** TASK DETAILS **
Pick up the forum thread on how GM reimburses dealers for warranty repairs after its last line, and write what comes next.

** PASSAGE SHOWN **

((

# Dealers: How does it work?



## noz34me (Dec 15, 2005)

When you bring a car in under warranty, what's the arrangments between dealer and GM as to how the cost is handled, and how GM reimburses the dealers?

I'm guessing it must be a shared arrangement, otherwise why would any dealer want either deny the problem, and/or do it halfass?

DealerNut, GoatGirl, anyone else know the story?:confused


----------



## GOATGIRL (Feb 6, 2006)

noz34me said:


> When you bring a car in under warranty, what's the arrangments between dealer and GM as to how the cost is handled, and how GM reimburses the dealers?
> 
> I'm guessing it must be a shared arrangement, otherwise why would any dealer want either deny the problem, and/or do it halfass?
> 
> DealerNut, GoatGirl, anyone else know the story?:confused


That's a really good question! There is a book that the service manager and technicans use that determines how long the labor should be and how much the parts would be. The dealer has to apply for reimbursement with GM in order to get paid for the work. GM is the one who dictates on how much the dealer gets paid. Now, if the technician comes across a situtation where the problem is more complicated and spends more time and money on the problem, I'm sure GM takes that into consideration as well. I can find out more tomorrow from my service director if you want me to.


----------



## noz34me (Dec 15, 2005)

GOATGIRL said:


> That's a really good question! There is a book that the service manager and technicans use that determines how long the labor should be and how much the parts would be. The dealer has to apply for reimbursement with GM in order to get paid for the work. GM is the one who dictates on how much the dealer gets paid. Now, if the technician comes across a situtation where the problem is more complicated and spends more time and money on the problem, I'm sure GM takes that into consideration as well. I can find out more tomorrow from my service director if you want me to.


Thanks. 

In my (small) mind, problems that come up under warranty would appear to be guaranteed income to a dealer, so why wouldn't they want as much as possible? I've been told that the real money these days is made on sales of used cars and service, not new car sales.

That said, if GM is unfair in compensating the dealers back, for example underestimating service time, then I can see why the service managers are prone to deny service or the famous (can not duplicate problem).


----------



## GOATGIRL (Feb 6, 2006)

noz34me said:


> Thanks.
> 
> In my (small) mind, problems that come up under warranty would appear to be guaranteed income to a dealer, so why wouldn't they want as much as possible? I've been told that the real money these days is made on sales of used cars and service, not new car sales.
> 
> That said, if GM is unfair in compensating the dealers back, for example underestimating service time, then I can see why the service managers are prone to deny service or the famous (can not duplicate problem).

))

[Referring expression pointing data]
((

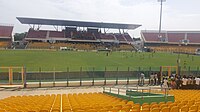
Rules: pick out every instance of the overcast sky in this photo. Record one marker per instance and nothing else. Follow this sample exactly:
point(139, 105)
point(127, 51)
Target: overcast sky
point(177, 14)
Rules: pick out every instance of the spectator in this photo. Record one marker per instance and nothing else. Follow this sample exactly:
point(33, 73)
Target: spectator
point(197, 83)
point(165, 83)
point(141, 79)
point(178, 82)
point(151, 79)
point(159, 78)
point(155, 78)
point(185, 81)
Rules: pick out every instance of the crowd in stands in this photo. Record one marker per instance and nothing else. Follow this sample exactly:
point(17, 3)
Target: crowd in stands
point(173, 48)
point(76, 35)
point(174, 81)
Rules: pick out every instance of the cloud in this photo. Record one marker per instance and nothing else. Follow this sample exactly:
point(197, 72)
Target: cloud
point(176, 15)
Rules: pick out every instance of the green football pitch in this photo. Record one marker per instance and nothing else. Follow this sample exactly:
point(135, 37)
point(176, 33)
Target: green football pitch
point(49, 60)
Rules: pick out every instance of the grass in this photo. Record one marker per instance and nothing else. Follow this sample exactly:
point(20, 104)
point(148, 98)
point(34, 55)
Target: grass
point(61, 60)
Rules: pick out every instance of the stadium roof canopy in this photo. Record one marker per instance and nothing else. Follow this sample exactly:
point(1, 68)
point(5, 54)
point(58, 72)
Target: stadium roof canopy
point(55, 22)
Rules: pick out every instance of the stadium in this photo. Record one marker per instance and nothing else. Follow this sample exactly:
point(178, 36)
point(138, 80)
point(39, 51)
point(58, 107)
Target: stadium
point(87, 66)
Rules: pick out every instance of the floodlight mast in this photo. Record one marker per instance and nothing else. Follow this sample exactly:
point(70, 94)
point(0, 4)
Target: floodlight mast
point(161, 3)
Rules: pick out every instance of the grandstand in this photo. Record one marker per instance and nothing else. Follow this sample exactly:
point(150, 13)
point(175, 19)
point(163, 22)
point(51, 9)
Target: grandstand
point(5, 36)
point(172, 41)
point(93, 38)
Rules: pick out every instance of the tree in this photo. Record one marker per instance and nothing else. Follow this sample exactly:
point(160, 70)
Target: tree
point(19, 36)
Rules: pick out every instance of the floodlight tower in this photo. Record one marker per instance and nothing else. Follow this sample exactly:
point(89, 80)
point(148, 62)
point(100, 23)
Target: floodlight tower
point(161, 3)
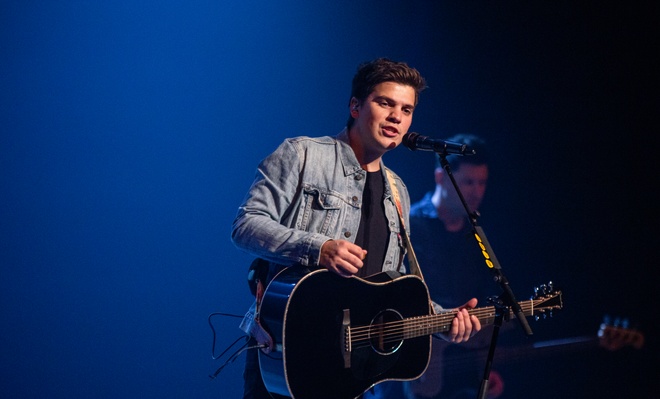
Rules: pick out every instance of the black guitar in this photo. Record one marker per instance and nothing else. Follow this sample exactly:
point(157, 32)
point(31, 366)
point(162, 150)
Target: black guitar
point(336, 337)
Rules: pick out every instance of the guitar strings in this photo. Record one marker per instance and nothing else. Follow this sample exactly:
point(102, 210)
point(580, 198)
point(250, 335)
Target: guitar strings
point(397, 330)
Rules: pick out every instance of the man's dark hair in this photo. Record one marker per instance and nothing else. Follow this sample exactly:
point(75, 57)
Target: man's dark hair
point(372, 73)
point(473, 141)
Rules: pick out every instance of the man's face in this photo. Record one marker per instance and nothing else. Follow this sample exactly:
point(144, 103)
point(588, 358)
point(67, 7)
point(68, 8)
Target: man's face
point(471, 180)
point(385, 116)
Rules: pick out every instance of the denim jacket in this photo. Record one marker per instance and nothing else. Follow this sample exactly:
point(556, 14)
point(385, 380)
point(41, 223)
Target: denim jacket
point(308, 191)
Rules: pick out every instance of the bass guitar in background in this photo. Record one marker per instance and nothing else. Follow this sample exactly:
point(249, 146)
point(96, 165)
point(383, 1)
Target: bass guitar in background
point(453, 368)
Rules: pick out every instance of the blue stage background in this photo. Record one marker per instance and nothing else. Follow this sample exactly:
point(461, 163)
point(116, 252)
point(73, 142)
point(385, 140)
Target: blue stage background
point(131, 131)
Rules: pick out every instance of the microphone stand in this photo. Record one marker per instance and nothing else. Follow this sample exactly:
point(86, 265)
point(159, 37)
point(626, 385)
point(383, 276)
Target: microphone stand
point(506, 300)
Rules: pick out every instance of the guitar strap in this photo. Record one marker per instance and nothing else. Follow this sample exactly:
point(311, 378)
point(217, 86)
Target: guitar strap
point(412, 259)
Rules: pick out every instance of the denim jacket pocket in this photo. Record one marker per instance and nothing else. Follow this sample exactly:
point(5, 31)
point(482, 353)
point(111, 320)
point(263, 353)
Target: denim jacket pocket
point(321, 210)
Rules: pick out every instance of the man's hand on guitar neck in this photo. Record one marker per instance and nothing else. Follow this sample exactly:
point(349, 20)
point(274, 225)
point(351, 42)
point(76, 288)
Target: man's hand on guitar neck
point(464, 325)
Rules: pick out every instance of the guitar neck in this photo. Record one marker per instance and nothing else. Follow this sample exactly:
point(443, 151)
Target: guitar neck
point(439, 323)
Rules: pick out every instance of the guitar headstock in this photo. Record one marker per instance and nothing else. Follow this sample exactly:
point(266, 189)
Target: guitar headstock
point(546, 300)
point(616, 335)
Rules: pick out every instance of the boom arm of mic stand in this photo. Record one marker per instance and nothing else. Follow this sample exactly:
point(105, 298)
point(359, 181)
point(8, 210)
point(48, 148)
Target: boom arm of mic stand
point(494, 265)
point(489, 255)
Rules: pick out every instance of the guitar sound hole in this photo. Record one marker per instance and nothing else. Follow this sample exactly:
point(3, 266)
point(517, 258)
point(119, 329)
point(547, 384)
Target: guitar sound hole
point(386, 332)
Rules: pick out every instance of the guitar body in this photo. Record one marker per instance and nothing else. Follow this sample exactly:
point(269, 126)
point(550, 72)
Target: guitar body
point(306, 312)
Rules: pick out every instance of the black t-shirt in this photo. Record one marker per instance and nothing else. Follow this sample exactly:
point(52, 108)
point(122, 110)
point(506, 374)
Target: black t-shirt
point(373, 232)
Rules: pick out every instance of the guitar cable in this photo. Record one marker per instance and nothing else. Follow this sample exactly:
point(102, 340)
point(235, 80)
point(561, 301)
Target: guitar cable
point(237, 353)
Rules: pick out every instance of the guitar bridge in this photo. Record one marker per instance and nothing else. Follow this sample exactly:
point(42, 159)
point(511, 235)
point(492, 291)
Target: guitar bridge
point(345, 338)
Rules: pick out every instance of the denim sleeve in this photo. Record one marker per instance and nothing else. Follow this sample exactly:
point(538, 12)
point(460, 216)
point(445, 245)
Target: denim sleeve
point(260, 226)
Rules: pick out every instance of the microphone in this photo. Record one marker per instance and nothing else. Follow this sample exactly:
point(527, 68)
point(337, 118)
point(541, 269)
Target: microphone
point(415, 141)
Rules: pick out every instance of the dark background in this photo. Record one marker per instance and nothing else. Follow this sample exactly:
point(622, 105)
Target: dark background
point(131, 131)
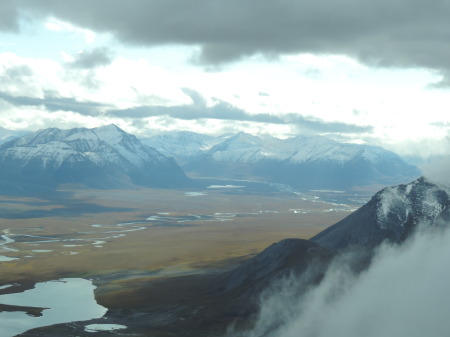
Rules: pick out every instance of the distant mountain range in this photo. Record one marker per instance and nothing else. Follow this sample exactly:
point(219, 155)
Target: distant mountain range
point(108, 157)
point(393, 215)
point(183, 145)
point(302, 162)
point(104, 157)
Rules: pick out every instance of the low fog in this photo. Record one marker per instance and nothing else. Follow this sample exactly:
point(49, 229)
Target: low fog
point(405, 292)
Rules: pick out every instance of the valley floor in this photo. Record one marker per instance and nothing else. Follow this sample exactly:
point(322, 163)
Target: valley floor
point(137, 245)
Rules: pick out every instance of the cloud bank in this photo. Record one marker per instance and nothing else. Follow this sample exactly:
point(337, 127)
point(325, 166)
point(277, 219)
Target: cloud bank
point(404, 294)
point(386, 32)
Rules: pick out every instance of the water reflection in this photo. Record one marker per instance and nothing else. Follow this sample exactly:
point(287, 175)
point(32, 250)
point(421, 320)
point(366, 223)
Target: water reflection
point(67, 300)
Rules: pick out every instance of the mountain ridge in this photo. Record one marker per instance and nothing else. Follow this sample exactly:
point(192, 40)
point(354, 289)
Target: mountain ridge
point(103, 157)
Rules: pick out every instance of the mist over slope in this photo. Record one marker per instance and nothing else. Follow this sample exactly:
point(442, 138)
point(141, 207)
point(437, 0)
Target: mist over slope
point(391, 279)
point(302, 162)
point(393, 213)
point(404, 293)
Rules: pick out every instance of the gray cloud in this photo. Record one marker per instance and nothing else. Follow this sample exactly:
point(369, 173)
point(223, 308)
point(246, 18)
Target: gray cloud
point(94, 58)
point(9, 16)
point(53, 103)
point(225, 111)
point(386, 32)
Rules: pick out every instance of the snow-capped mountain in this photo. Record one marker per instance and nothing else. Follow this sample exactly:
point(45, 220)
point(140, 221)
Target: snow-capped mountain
point(302, 162)
point(393, 213)
point(103, 157)
point(7, 135)
point(182, 145)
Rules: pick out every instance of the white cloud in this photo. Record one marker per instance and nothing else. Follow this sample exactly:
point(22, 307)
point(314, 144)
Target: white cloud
point(56, 25)
point(404, 294)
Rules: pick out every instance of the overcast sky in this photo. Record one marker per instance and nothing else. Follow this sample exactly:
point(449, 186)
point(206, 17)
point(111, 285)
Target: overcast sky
point(376, 72)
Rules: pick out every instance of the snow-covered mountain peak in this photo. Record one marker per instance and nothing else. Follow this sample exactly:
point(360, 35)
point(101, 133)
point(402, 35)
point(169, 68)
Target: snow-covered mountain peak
point(420, 199)
point(104, 156)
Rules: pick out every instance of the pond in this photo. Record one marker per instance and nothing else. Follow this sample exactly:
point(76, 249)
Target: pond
point(67, 300)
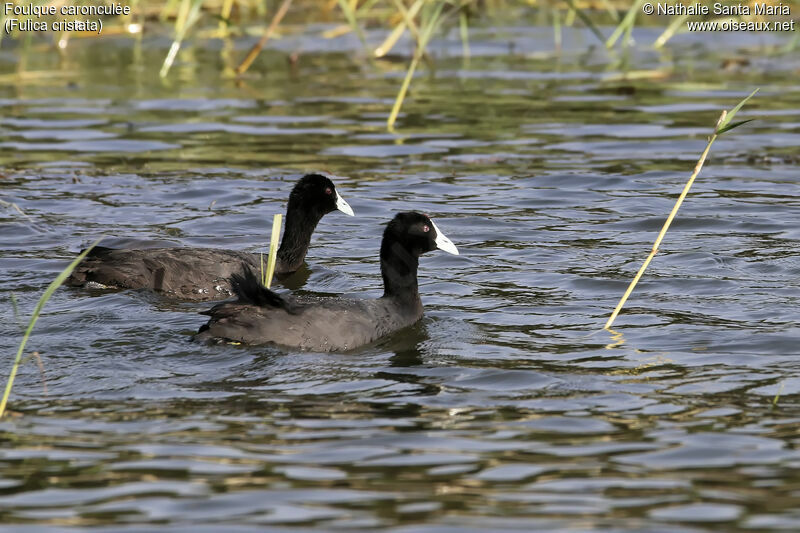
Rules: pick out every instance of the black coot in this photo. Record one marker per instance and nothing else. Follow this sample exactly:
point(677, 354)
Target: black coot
point(262, 316)
point(204, 273)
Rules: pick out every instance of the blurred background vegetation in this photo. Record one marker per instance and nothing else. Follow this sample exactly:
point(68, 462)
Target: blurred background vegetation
point(379, 25)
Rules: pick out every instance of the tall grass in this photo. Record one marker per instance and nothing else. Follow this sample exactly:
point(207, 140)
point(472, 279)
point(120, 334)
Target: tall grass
point(724, 125)
point(272, 256)
point(55, 284)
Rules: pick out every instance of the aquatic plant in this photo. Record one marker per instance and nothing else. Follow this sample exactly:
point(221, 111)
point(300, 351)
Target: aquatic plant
point(55, 284)
point(724, 125)
point(272, 255)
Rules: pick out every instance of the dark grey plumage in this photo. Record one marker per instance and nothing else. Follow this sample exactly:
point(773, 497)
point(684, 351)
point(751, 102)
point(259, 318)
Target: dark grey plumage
point(261, 316)
point(203, 274)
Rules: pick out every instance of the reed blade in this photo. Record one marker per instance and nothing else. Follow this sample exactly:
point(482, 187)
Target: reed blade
point(273, 248)
point(55, 284)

))

** RESULT OF THE EXERCISE **
Well, believe it or not, the servie department really relies on the New Car Department to sell cars. That's were they get the majority of their new customers. If you have a new car department that takes care of their customers, studies show that the customer will more than likely go to that dealership for servicing. All in all, the new car, used car, and service departments all rely on each other to make money.


----------



## Jeffs386 (Nov 1, 2005)

this is a very good question.......when I discovered 2 small areas of paint that were blotched on my GTO the first 3 dealers I took it to wanted to repaint the car,I had to drive over 100 miles back to the original dealer to have them repair it with a heat lamp,took 20 mins
I know that the first 3 dealers wanted to paint the car instead of repair it because there was more $$$$$ involved that way .....but I was the one who lost out because it cost me a 1/2 tank of gas ,1 wasted day of driving and over 200 miles put on the car for no reason since it could have been handled here


----------



## GOATGIRL (Feb 6, 2006)

Jeffs386 said:


> this is a very good question.......when I discovered 2 small areas of paint that were blotched on my GTO the first 3 dealers I took it to wanted to repaint the car,I had to drive over 100 miles back to the original dealer to have them repair it with a heat lamp,took 20 mins
> I know that the first 3 dealers wanted to paint the car instead of repair it because there was more $$$$$ involved that way .....but I was the one who lost out because it cost me a 1/2 tank of gas ,1 wasted day of driving and over 200 miles put on the car for no reason since it could have been handled here


 I can't speak for other dealerships but they should've given you all possible options instead of just the most expensive one. To me it's unethical to do business any other way.


----------



## b_a_betterperson (Feb 16, 2005)

noz34me said:


> That said, if GM is unfair in compensating the dealers back, for example underestimating service time, then I can see why the service managers are prone to deny service or the famous (can not duplicate problem).


This is becoming more and more of a problem in the car business. All the automakers keep whittling down the amounts they're willing to pay for service. Read in The Wall Street Journal that Ford cut the amount of time for an engine change in a Navigator down to something like 8 hours. Keep in mind that's for the diagnosis, ordering the engine, removing the old and installing the new. No way.

The end result is dealers avoiding work they know they'll lose their butt on -- and, sadly, reductions in compensation for all service-related personnel. Service advisors used to be career professionals -- now they're pimply faced kids who don't know what they're doing. And our closest Ford dealer just threw all their union mechanics out the door. Bottom line? I want nothing to do with what used to be my favorite dealership.


----------



## GOATGIRL (Feb 6, 2006)

You know, it's stuff like that makes me almost ashamed that I'm in the car business. I honestly believe customer service and customer satisfaction should be the #1 TOP Priority in every dealership. After all, with out the consumer, I wouldn't have a job. I'm beginning to wonder if other dealership understand that concept as well?


----------



## LS2 - Light SpeedX2 (Nov 10, 2005)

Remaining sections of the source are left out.